**What you should do:**
Can you rewrite every line of the items below as one numbered list, with blank lines skipped and the pictures left out?

## Start Data shown

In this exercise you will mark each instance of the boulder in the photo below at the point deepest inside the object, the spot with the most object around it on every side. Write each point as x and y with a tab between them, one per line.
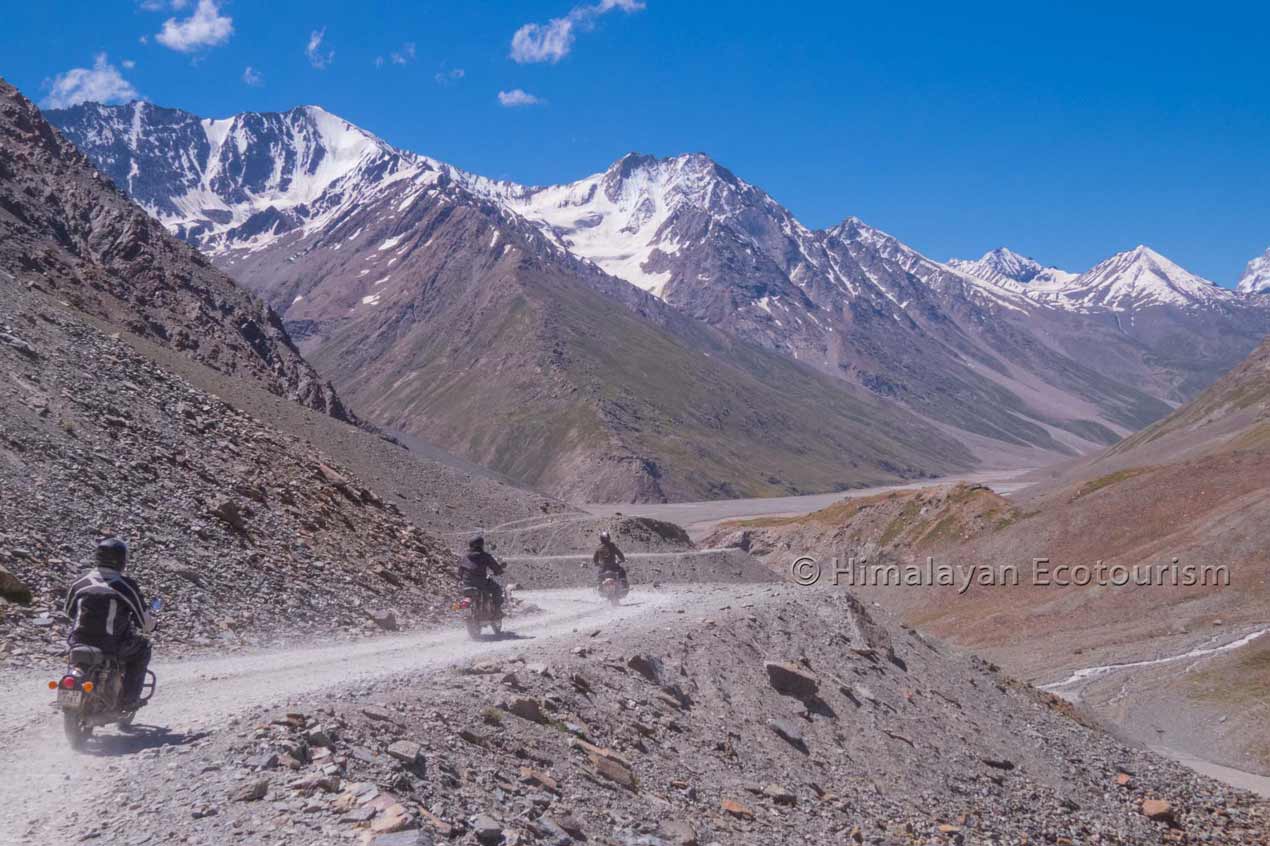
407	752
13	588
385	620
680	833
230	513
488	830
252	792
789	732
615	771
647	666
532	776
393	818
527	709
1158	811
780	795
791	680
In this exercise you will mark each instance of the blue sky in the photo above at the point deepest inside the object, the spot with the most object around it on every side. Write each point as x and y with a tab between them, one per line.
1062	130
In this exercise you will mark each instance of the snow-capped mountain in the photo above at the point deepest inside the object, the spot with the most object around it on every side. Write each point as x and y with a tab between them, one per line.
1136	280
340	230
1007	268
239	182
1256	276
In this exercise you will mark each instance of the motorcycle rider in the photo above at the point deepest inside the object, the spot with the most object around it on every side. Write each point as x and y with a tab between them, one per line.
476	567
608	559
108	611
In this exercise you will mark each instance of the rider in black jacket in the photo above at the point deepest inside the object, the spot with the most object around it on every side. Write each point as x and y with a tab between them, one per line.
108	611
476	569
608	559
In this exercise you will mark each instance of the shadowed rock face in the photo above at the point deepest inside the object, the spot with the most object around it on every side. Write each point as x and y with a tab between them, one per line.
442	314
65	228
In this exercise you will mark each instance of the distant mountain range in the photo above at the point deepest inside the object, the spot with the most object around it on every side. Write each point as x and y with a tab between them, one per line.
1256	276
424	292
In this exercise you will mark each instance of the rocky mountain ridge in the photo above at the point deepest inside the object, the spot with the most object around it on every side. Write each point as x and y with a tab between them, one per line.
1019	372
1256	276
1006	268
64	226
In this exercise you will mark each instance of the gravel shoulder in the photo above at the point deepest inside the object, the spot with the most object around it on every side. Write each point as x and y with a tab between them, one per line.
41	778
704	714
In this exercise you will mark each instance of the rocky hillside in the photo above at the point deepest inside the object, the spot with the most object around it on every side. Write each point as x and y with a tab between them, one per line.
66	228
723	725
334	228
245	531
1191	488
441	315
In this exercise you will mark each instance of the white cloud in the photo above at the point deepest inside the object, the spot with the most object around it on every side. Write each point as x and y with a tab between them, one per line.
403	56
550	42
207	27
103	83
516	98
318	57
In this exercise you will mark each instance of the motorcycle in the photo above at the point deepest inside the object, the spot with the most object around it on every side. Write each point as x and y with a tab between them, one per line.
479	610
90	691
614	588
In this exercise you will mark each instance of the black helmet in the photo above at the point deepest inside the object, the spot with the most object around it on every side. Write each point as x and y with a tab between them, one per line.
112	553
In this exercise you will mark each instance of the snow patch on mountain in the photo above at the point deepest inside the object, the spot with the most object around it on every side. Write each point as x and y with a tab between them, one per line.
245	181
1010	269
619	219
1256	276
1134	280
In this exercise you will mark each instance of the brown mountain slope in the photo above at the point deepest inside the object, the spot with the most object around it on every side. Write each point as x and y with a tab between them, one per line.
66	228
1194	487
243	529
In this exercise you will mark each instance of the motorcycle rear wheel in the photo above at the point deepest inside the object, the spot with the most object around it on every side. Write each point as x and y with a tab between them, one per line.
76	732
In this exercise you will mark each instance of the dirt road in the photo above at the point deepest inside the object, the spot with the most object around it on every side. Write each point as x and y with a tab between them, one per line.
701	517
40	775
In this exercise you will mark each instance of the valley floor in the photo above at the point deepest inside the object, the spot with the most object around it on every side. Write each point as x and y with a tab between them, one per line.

## End Data shown

**The answer:**
1. In this exercise you will mark each instance of the boulder in the photo below at the point deepest inside the object, the spot with the most object around it on every side. Write each point as x and y with a tab between them, one per line.
2. 407	752
3. 13	588
4. 385	620
5. 680	833
6. 230	513
7. 488	830
8. 252	792
9. 789	732
10. 615	771
11. 647	666
12. 532	776
13. 393	818
14. 527	709
15. 1158	811
16. 780	795
17. 791	680
18. In this exercise you will mark each instance of the blue sky in the photo above at the point deepest inside the object, the spot with the most object around it on every side. Write each point as x and y with a tab between them, one per line.
19. 1062	130
20. In this exercise you will mark each instance of the snow-capped mountain in the photo above at the point deepest inside the object, the spot with the most object around it on every side. Write each point as x and y with a tab between them, one per line.
21. 1136	280
22. 340	230
23. 1007	268
24. 239	182
25. 1256	276
26. In this exercise you will mark each instance of the motorcycle rider in the photo above at the point deepest inside the object, the spot with the most object around it on every side. Write each point as x and y with a tab between them, one per line.
27. 476	567
28. 608	559
29. 108	611
30. In this exercise you will mark each instance of the rider in black jacket in the photo above at the point deepest inside the object, the spot with the most object around it on every side. Write each point as x and y with a tab between them, one per line.
31. 108	611
32. 476	569
33. 608	559
34. In this exercise you will mark each instance of the shadowed rock face in the photo above at the point deepest inside the object, the spot with the most object around it on every side. Write each point as x and y with a tab between them, one per line.
35. 442	314
36. 65	228
37. In this exercise you will mark each instance of the distant mountain range in the photo above at the point deepest inside the object, the spot with the most object around it on every side. Write each point as x and y with a tab between them, one per line.
38. 1256	276
39. 424	292
40. In this exercise you will mark each instance of the rocky mountain ridge in the photo above at the point deepest inside the object, the spot with the most object around it on every side. Write each point as x and y with a tab between them, one per line.
41. 1019	372
42. 1256	276
43. 1006	268
44. 64	226
45. In this exercise you will mark each instance of the gravel shoulder in the photo above at the point deepest inside the object, the spot with the most object around it on every side. Write each point as x and y with a tab between them, one per line.
46. 41	778
47. 704	714
48. In this exercise you will mark each instance of the rocky hillside in the photo above at the point deepest inside the object, the spot with the most object around it on every side. Write each point as x and y with a tab between them, one per line.
49. 66	228
50. 723	725
51. 334	228
52. 245	531
53. 1191	488
54. 441	315
55. In this exercise you will mark each instance of the white cloud in the photo above at the point deepest inside the object, the spot with the most object around it on every side. Write each point as x and y with a tab between them, one per line.
56. 403	56
57. 550	42
58. 207	27
59. 103	83
60. 516	98
61. 318	57
62. In this exercise you will mark each instance of the motorcycle in the photo above at the point deepest inside the object, the spot with the most object around it on every side. Write each point as x and y with a tab between them, one per line.
63. 479	610
64. 90	691
65. 614	588
66. In this exercise you will mark each instance of the black helmet in the photo above at the point deepest inside the object, the spot with the most object around it on every side. Write each point as x and y with a tab between them, one per line.
67. 112	553
68. In this exercise you will mark each instance of the snow patch on mountain in the photo above at the point deepest inside the object, the spot with the most object around it on every side. Write each point as x and y with a tab between them, one per line.
69. 245	181
70. 1010	269
71. 619	219
72. 1256	276
73. 1134	280
74. In this exercise you will mark each instance of the brown mountain slope in the photo above at the point deepest inside the object, the spot with the most object around it on every side. Write each point as x and y with a tab between them, one per line.
75. 66	228
76. 1194	487
77. 243	529
78. In this exercise you will mark each instance of the motorcycle rear wheel in the photo above at the point deepest inside the object, the spot with the most object around it on every side. Write each point as x and y with a tab between them, one per line.
79. 76	732
80. In this exercise you will mark each instance of the dirt road in the photo above at the point deepest inside the object, the spot with the most object around it on every side. Write each point as x and y with a tab between them, one per line.
81. 701	517
82. 40	775
83. In this exercise you will mark each instance of the valley floor in the photo above at the point deepest inside the object, the spot with the most object around it on every side. Write each point as x and y with a tab between them, one per line.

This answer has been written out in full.